### データ項目:
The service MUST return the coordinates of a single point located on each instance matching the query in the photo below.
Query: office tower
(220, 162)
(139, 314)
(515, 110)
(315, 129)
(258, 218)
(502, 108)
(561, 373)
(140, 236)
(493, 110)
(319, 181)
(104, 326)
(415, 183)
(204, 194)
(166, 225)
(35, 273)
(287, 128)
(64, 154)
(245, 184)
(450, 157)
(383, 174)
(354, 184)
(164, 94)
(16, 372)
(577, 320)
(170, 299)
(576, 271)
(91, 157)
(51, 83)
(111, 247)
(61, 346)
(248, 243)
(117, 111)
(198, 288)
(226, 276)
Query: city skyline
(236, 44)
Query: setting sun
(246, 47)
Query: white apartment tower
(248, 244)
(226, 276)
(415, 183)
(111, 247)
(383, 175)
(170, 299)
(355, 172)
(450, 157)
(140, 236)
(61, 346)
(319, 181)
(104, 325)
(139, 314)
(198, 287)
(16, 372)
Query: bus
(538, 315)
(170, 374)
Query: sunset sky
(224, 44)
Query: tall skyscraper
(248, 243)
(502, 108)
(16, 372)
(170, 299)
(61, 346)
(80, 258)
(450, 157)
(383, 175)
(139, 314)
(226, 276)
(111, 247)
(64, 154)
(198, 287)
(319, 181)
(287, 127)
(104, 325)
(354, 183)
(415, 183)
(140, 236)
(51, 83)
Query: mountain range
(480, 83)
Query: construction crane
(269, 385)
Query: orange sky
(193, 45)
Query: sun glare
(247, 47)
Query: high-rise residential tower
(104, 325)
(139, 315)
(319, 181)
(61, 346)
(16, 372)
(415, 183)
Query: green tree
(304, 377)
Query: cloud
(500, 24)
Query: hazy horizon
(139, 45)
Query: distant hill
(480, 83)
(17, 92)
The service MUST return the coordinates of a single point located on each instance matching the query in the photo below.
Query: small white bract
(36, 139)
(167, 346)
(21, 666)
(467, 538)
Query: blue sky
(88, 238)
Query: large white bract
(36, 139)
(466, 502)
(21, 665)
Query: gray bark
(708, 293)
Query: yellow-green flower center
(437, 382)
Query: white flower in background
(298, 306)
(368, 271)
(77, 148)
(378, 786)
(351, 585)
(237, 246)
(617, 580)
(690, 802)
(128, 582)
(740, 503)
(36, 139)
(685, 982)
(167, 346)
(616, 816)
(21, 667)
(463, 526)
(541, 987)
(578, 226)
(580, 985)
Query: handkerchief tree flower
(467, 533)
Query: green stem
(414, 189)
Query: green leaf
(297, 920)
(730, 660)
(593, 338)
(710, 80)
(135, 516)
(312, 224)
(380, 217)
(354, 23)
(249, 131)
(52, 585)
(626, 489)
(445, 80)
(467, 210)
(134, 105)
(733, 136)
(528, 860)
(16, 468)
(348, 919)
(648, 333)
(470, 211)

### 指示と条件:
上の資料を最初の行から最後の行まで、一字も変えずに書き写しなさい。

### 出力全文:
The service MUST return the coordinates of a single point located on each instance matching the query in the photo below.
Query: office tower
(220, 162)
(139, 314)
(515, 110)
(315, 129)
(258, 218)
(502, 108)
(561, 373)
(140, 236)
(493, 110)
(319, 181)
(104, 326)
(415, 183)
(204, 194)
(166, 225)
(35, 273)
(287, 128)
(64, 154)
(245, 184)
(450, 157)
(383, 174)
(354, 184)
(164, 94)
(16, 372)
(577, 320)
(170, 299)
(576, 271)
(91, 157)
(51, 83)
(111, 247)
(61, 346)
(248, 243)
(117, 111)
(198, 288)
(226, 276)
Query: city skyline
(236, 44)
Query: setting sun
(246, 47)
Query: white apartment tower
(248, 244)
(226, 276)
(415, 183)
(111, 247)
(383, 175)
(170, 299)
(355, 172)
(450, 157)
(140, 236)
(61, 346)
(319, 181)
(104, 325)
(139, 314)
(198, 287)
(16, 372)
Query: bus
(538, 315)
(170, 374)
Query: sunset sky
(224, 44)
Query: tall skyscraper
(248, 243)
(502, 108)
(16, 372)
(170, 299)
(61, 346)
(80, 258)
(450, 157)
(383, 175)
(139, 314)
(226, 276)
(111, 247)
(64, 154)
(198, 287)
(319, 181)
(287, 127)
(104, 325)
(354, 183)
(415, 183)
(140, 236)
(51, 83)
Query: mountain range
(480, 83)
Query: construction crane
(269, 385)
Query: orange sky
(193, 45)
Query: sun glare
(247, 47)
Query: high-rise residential tower
(104, 325)
(139, 315)
(319, 181)
(61, 346)
(16, 372)
(415, 183)
Query: green tree
(304, 377)
Query: cloud
(500, 24)
Query: hazy horizon
(139, 45)
Query: distant hill
(480, 83)
(17, 92)
The service MUST return the coordinates of a single point located on each instance matching the query in the photo below.
Query: small white bract
(36, 139)
(167, 346)
(21, 666)
(467, 538)
Query: blue sky
(88, 238)
Query: large white bract
(36, 139)
(466, 502)
(21, 665)
Query: gray bark
(708, 293)
Query: yellow-green flower center
(437, 382)
Query: white flower in background
(298, 306)
(368, 271)
(77, 148)
(378, 786)
(351, 585)
(237, 246)
(617, 580)
(690, 802)
(128, 582)
(740, 503)
(36, 139)
(685, 982)
(167, 346)
(616, 816)
(21, 667)
(463, 526)
(541, 987)
(578, 226)
(580, 985)
Query: handkerchief tree flower
(467, 533)
Query: green stem
(414, 189)
Query: green leaf
(297, 920)
(730, 660)
(593, 338)
(710, 80)
(135, 516)
(312, 224)
(380, 217)
(354, 23)
(249, 131)
(52, 585)
(626, 489)
(445, 80)
(467, 210)
(134, 105)
(733, 136)
(528, 860)
(16, 468)
(348, 919)
(648, 333)
(470, 211)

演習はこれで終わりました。